Copy out the data below. Keep every word as it is.

————

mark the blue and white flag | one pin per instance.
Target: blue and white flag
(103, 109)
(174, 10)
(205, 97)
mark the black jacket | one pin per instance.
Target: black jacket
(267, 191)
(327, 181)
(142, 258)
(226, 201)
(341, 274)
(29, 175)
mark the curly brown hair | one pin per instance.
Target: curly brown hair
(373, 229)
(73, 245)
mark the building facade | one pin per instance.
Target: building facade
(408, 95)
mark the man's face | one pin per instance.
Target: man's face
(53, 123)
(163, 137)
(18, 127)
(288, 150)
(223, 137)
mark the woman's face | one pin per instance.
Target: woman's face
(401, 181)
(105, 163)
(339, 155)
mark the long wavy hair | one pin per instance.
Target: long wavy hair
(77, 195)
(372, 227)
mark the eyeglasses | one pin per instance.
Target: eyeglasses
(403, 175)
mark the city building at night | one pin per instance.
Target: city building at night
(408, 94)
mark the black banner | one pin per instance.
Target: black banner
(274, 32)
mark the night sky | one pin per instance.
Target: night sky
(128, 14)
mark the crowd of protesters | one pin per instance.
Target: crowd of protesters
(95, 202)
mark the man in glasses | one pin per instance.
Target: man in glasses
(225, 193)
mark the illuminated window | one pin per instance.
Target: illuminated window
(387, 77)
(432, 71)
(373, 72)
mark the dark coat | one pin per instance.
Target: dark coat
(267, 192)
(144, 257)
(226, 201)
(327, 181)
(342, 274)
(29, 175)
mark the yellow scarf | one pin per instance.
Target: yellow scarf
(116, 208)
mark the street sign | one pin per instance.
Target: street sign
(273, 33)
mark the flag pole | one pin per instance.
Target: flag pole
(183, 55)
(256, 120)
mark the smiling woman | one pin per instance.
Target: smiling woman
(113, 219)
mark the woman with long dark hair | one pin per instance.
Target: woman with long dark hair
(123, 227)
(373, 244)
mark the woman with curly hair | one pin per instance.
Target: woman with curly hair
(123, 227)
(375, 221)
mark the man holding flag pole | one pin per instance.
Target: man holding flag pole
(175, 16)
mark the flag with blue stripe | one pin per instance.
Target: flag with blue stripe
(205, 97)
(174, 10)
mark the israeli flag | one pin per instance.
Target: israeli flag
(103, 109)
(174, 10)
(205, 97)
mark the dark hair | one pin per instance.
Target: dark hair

————

• [Exercise answer]:
mark the blue and white flag | one pin per instance.
Target: blue and white flag
(103, 109)
(174, 10)
(205, 97)
mark the black jacket | one pin per instance.
Target: black jacket
(267, 191)
(327, 181)
(142, 258)
(226, 201)
(341, 274)
(29, 175)
mark the curly brown hair | one pin per instance.
Target: curly brown hair
(373, 229)
(73, 245)
mark the building facade | one pin per instance.
Target: building facade
(408, 95)
mark the man's face | one pin per instance.
Target: man's face
(53, 123)
(163, 137)
(18, 127)
(288, 150)
(223, 137)
mark the woman's face | one pin per instance.
Target: woman's face
(401, 181)
(105, 163)
(339, 155)
mark the long wavy hair | one pin per instance.
Target: long wavy hair
(77, 195)
(372, 227)
mark the eyeglasses | one pin per instance.
Target: eyeglasses
(403, 175)
mark the city building at night | one pin per instance.
Target: city building at night
(408, 94)
mark the black banner | one pin per instance.
Target: black banner
(274, 32)
mark the night sky | one pin per instance.
Target: night sky
(128, 14)
mark the crowd of protesters | one pin per instance.
Target: crowd of protesters
(95, 202)
mark the man in glasses | one pin per instance.
Target: man in glasses
(225, 193)
mark the illuminated window | one pin per instance.
Target: illuminated window
(387, 77)
(432, 71)
(373, 72)
mark the dark coat | one pin per instance.
Target: dark coat
(267, 192)
(144, 257)
(226, 201)
(327, 181)
(342, 274)
(29, 175)
mark the yellow scarf | one pin per instance.
Target: yellow scarf
(116, 208)
mark the street sign | one pin per instance.
Target: street sign
(273, 33)
mark the flag pole | one pin per instance.
Target: flag pole
(183, 55)
(256, 120)
mark the smiling woman | one pin per instance.
Target: smiling woman
(113, 219)
mark the woman with long dark hair | one pin per instance.
Target: woman with long dark hair
(123, 227)
(373, 244)
mark the woman with curly hair | one pin per instance.
Target: woman with curly hair
(123, 227)
(375, 221)
mark the man holding flag pole | one pin per instance.
Target: man holding flag pole
(175, 16)
mark the flag with blue stripe | one pin per instance.
Target: flag with blue stripe
(205, 97)
(174, 10)
mark the israeli flag | one pin per instance.
Target: israeli flag
(103, 109)
(174, 10)
(205, 97)
mark the dark hair | one pin per instance.
Target: dark hair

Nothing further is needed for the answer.